Dataset excerpt:
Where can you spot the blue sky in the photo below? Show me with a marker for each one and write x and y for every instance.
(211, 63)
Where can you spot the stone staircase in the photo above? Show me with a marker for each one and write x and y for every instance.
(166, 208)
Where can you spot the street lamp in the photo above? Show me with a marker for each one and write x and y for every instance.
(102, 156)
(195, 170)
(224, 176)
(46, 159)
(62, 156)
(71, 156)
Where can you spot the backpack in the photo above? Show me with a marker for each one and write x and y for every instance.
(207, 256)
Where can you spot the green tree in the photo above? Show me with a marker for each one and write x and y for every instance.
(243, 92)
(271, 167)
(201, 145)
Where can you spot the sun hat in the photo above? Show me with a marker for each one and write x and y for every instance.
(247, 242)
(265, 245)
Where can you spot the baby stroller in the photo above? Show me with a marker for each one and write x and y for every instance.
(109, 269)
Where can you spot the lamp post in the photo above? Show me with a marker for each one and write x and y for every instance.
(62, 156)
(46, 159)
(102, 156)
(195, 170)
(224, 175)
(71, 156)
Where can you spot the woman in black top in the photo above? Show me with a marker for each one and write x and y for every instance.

Aim: Can you retype every one of the entries above word for word, without changing a single character?

Response:
Where can you spot the blue sky in the photo below? Show me with a marker for each one and write x and y for every instance.
(211, 63)
Where can you spot the stone staircase in the photo above? Show me with a marker for each one and write x and y for every instance.
(166, 208)
Where can you spot the street lamp in the photo above? Show me with a marker for each one and write x and y for every instance.
(102, 156)
(195, 170)
(224, 176)
(46, 159)
(62, 156)
(71, 156)
Where can you spot the backpack in the photo above? Show me with a marker for each one and write x and y for every instance.
(207, 256)
Where can you spot the green tree in the photo above? Show me with a marker for each one and write x and y for every instance.
(243, 92)
(271, 167)
(201, 145)
Where can you spot the sun hat in the photo above? Show me with a marker for each one and write x and y for every instance.
(247, 242)
(265, 245)
Where can you spot the baby stroller in the photo above? Show me with a marker for each one and write x and y for every instance.
(109, 269)
Where can you spot the lamp post in the photo above? Show me with a marker for each one and write x and y for every instance.
(62, 156)
(46, 159)
(102, 156)
(195, 170)
(224, 175)
(71, 156)
Where can you spot the woman in black top in the photo above? Show me with a marker for each one and write x and y for every instance.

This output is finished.